**Exercise prompt**
Output the entries below so that they read exactly as they do now.

**Excerpted records**

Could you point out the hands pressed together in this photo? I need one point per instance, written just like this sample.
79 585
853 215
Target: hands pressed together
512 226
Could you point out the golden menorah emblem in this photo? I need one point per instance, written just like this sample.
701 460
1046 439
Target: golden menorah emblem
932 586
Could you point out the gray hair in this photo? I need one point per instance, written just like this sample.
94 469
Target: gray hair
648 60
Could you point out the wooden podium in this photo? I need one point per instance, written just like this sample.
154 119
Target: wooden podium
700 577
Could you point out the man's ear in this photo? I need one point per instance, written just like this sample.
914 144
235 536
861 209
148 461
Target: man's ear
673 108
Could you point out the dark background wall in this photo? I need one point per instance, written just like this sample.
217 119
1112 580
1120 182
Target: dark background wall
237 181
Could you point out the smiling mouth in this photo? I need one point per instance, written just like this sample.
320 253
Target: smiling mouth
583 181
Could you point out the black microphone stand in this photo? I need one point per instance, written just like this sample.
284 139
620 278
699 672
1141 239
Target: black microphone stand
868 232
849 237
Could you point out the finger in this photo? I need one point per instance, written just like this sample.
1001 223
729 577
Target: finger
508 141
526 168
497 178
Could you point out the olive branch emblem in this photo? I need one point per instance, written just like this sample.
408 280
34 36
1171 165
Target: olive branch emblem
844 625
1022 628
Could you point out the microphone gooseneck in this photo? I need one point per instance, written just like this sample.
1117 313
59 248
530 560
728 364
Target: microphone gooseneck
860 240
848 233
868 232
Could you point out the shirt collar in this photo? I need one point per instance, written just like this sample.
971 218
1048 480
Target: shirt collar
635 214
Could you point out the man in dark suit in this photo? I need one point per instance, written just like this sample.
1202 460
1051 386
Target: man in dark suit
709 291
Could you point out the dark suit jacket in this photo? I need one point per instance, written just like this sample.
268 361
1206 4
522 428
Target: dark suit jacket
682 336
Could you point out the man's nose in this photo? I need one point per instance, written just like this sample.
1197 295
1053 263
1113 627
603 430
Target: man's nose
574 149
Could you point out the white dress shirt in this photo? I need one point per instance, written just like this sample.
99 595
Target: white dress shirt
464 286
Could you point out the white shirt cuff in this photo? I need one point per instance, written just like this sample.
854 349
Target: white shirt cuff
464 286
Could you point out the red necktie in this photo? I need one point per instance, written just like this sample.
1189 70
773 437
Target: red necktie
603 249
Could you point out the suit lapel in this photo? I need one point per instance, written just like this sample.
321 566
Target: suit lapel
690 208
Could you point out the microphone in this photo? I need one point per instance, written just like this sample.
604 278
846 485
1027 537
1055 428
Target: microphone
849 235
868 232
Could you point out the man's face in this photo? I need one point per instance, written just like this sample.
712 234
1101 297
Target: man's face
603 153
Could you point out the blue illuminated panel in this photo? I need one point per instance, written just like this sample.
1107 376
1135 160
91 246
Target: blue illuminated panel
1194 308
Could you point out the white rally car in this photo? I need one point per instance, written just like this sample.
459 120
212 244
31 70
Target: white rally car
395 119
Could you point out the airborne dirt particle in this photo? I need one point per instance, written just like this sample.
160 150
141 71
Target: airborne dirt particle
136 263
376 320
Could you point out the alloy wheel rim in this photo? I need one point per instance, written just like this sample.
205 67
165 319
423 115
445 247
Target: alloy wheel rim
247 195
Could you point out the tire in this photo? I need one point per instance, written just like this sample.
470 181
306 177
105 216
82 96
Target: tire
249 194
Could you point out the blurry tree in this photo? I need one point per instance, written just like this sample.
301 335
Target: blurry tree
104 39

**Final answer**
Could you point out the hands pressed together in this photo? I need one point per instance, written just like this sample.
79 585
853 215
Target: hands pressed together
512 226
Could you point out the golden menorah emblem in this photo? I need one point per instance, written just like this sample.
701 460
1046 439
Target: golden menorah emblem
932 586
Could you point out the gray hair in this photo? I need one point per instance, written just like this sample.
94 469
Target: gray hair
648 60
Could you point out the wooden podium in this photo? I need one point per instance, written just like this sample.
154 119
Target: wooden podium
700 577
Could you point out the man's ear in this photo? I need one point per instance, written just like this sample.
914 144
235 536
861 209
148 461
Target: man's ear
673 108
Could you point out the dark background wall in this photo? I need one point per instance, written just like this sample.
217 119
1112 580
1120 182
Target: dark background wall
237 181
Could you point out the smiling mouth in this photo? I need one point per instance, written just like this sample.
320 253
Target: smiling mouth
583 181
Could you point out the black microphone stand in this photo? I need one point per instance, written just like this sample.
284 139
620 278
699 672
1141 239
Target: black microphone stand
868 232
849 237
Could you point out the finger in this photo? I need one point per instance, written just like this sample.
1001 223
729 577
Target: finger
508 141
526 168
497 178
Could you point out the olive branch emblem in this photo? I need one point per instance, written just like this sample.
408 280
34 36
1171 165
Target: olive branch emblem
844 625
1022 628
Could you point out the microphone gooseneck in this photo? I need one point per instance, written just like this sample.
1117 313
59 248
530 560
728 364
Target: microphone gooseneck
860 240
848 233
868 232
Could you point out the shirt collar in this photo? I need one point per instance, written just like this sample.
971 218
1048 480
Target: shirt collar
635 214
Could you point out the man in dark suit in this photo? I need one point per instance, written just like this sample.
1202 460
1051 386
Target: man in dark suit
709 291
Could you point out the dark suit jacket in this photo? I need one point per instance, written just like this sample.
268 361
1206 4
522 428
Target: dark suit jacket
682 336
Could you point out the man's nose in this photo? I need one point per instance, written just like this sample.
1197 295
1053 263
1113 627
603 430
Target: man's nose
574 149
Could you point out the white dress shirt in this photo? I need one point per instance, written just like this sample.
99 595
Target: white dress shirt
464 286
Could you point out the white shirt cuff in this photo? I need one point per instance, written just like this sample.
854 349
Target: white shirt cuff
464 286
Could you point out the red necktie in this photo? I need one point per instance, written just like this sample.
1189 70
773 437
Target: red necktie
603 249
Could you point out the suit lapel in this photo? I need one point per instance, written just like this sample.
321 566
Target: suit lapel
690 208
Could you point out the microphone in this photo? I need one point per instance, written just like this sample.
604 278
846 485
1027 537
1055 428
Target: microphone
849 235
868 232
Could you point out the man's face in this photo? I need one point per instance, written just like this sample.
712 234
1101 297
Target: man's face
603 153
Could you point out the blue illuminated panel in this photo? I need one point per instance, written just like this sample.
1107 376
1135 160
91 246
Target: blue illuminated panel
1194 308
Could you point out the white rally car in this photo? I need one point per instance, written just like this sample.
459 120
212 244
31 70
Target: white rally car
395 119
Could you point out the airborne dirt particle in this photo? I need one point per instance, written just like this sample.
160 150
141 71
Target: airborne dirt particle
136 263
376 320
Could you point out the alloy wheel rim in this photo? I need one point per instance, written just like this sample.
205 67
165 319
423 115
445 247
Target: alloy wheel rim
247 195
Could you point out the tire in this photo? I need one point per instance, written just like this sample.
470 181
306 177
105 216
82 96
Target: tire
249 194
Could you point out the blurry tree in this photo? I need one point per instance, written just like this sample.
301 335
Target: blurry tree
104 39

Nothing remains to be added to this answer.